Work required –
Quote all of the data exactly as given. Skip every picture it contains.

━━━ Recorded information ━━━

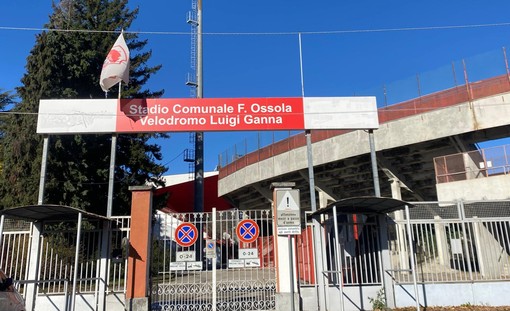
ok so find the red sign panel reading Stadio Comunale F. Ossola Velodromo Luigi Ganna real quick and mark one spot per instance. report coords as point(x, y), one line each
point(209, 114)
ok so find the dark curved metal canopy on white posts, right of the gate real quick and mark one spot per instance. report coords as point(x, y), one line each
point(377, 206)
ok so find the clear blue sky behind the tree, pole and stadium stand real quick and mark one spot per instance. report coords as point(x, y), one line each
point(251, 49)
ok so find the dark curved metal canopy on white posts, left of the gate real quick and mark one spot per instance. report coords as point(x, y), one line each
point(47, 212)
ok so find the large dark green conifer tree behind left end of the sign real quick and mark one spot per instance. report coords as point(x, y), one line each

━━━

Answer section –
ok so find the red sign panel reading Stadio Comunale F. Ossola Velodromo Luigi Ganna real quick and mark one spot per instance. report coords as point(x, y), one line each
point(209, 114)
ok so find the dark curved metal canopy on white posts, right of the gate real quick and mark one spot per instance. report coords as point(x, y), one line each
point(377, 206)
ok so find the clear blue sky behind the tree, pole and stadium stand real quick and mark one spot per instance. report coords as point(x, y), one line each
point(251, 49)
ok so find the dark curved metal canopy on white posts, left of the gate real quick and mark one spot per instance. report coords as point(x, y), one line each
point(47, 212)
ok so find the large dark green conifer tree behind left end of the sign real quick and mark one spot per instance. report coords as point(x, y), one line each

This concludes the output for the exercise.